> **STATED TASK 1**:
In the post about mapping in Dublin below, write out the passage that begins at the words "Reading the two" and stops after "of this consequence.".
> **STATED TASK 2**:
Answer these questions from the post about mapping in Dublin below:
(a) Who posted it, and on what date?
(b) About how long before the post did a blogger make the assertion?
(c) What name does the post suggest for the band?
> **STATED TASK 3**:
Continue the post about mapping in Dublin below from its last sentence.

> **DOCUMENT PASSAGE**:
Posted by DeBigC on 29 October 2020 in English. Last updated on 30 October 2020.

Background

The following assertion was made by a blogger around 18 months ago:

"..mappers as a whole are mapping more features (buildings, houses, libraries, schools, green spaces etc) within the wealthier areas of the Dublin region than in the poorer areas." {53degrees}

It was made here and in a follow up here

Reading the two posts together with the twitter promotions for them it is clear that the hypothesis rests on the perception that OSM contributors, specifically those contributing to OSM around Dublin, suffer from some kind of collective unconscious bias, to the extent that they have neglected the deprived areas of Dublin and mapped the affluent areas to a higher level of completion. This assertion, if well founded, would reveal that not only does the map of Ireland, specifically Dublin have gaps, - but that these gaps are patterned in such a way as to further exclude and marginalise the residents of these areas and the second blogpost makes no doubt of this consequence.

We have a great name for the band!: "The Spurious Correlations"

> **SUPPLIED MATERIAL**:
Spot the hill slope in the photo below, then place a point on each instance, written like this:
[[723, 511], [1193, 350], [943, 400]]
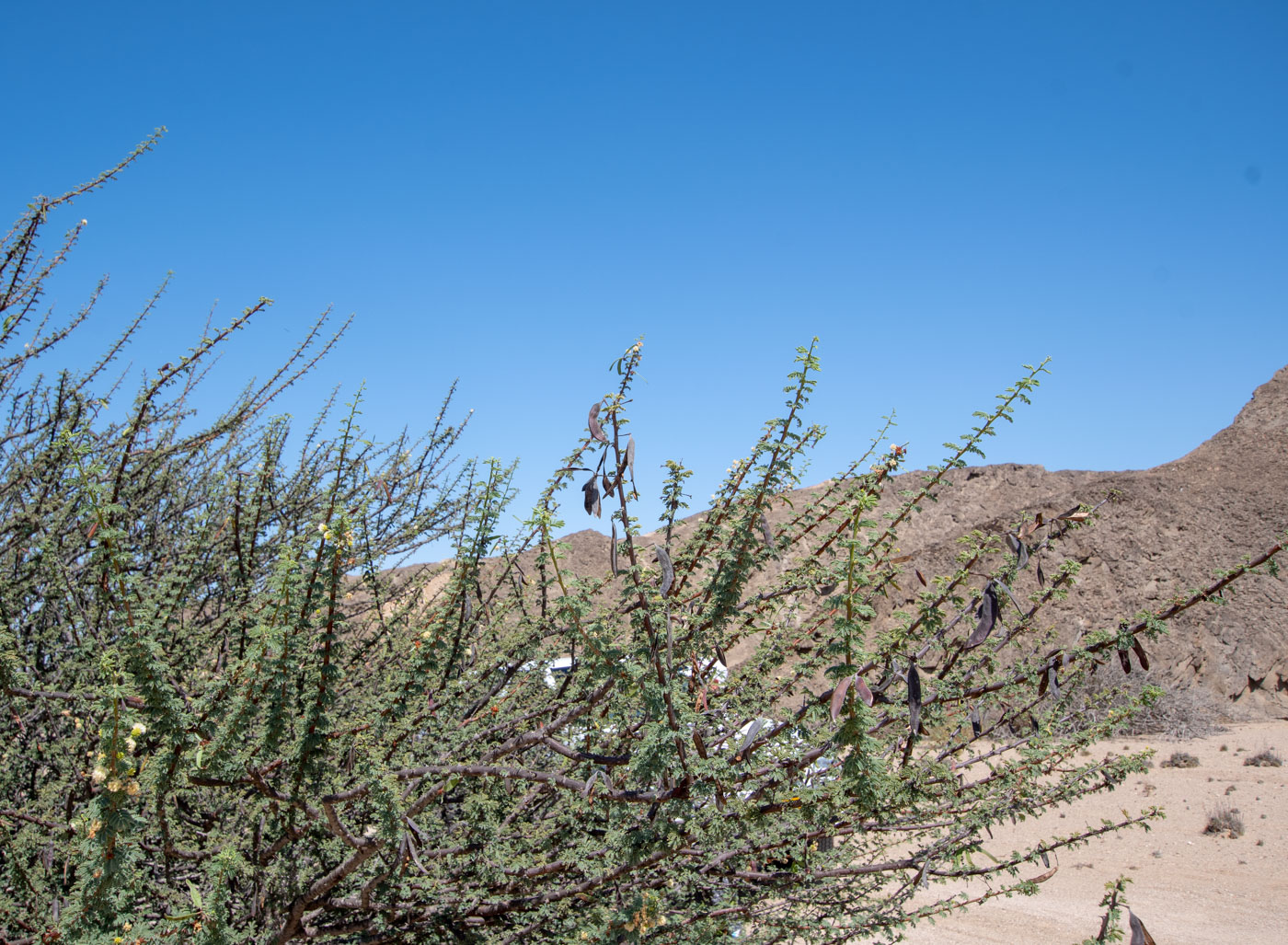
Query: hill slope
[[1169, 529]]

> **RESPONSE 1**:
Reading the two posts together with the twitter promotions for them it is clear that the hypothesis rests on the perception that OSM contributors, specifically those contributing to OSM around Dublin, suffer from some kind of collective unconscious bias, to the extent that they have neglected the deprived areas of Dublin and mapped the affluent areas to a higher level of completion. This assertion, if well founded, would reveal that not only does the map of Ireland, specifically Dublin have gaps, - but that these gaps are patterned in such a way as to further exclude and marginalise the residents of these areas and the second blogpost makes no doubt of this consequence.

> **RESPONSE 2**:
(a) DeBigC, on 29 October 2020.
(b) Around 18 months.
(c) "The Spurious Correlations."

> **RESPONSE 3**:
The author refers to 3 or 4 examples of poor areas, sparsely mapped, compared in turn to affluent areas mapped to a higher extent using visual assessment. There is no transparent methodology or apparent logic for these comparisons other than they were what the author appears to want to choose. Perhaps they are conveniently selected to suit the conclusion.

The author repeated the claim on twitter [now deleted] on the 23rd October 2020, presenting the evidence of these three or four comparisons as conclusive proof of a “startling lack of completion of working class areas in osm, a citizen science project”. Some charts were shown, demonstrating a very selective method of counting tags. Whether this represents traces of a deeper investigation remains unclear. This needs to be tested here and now.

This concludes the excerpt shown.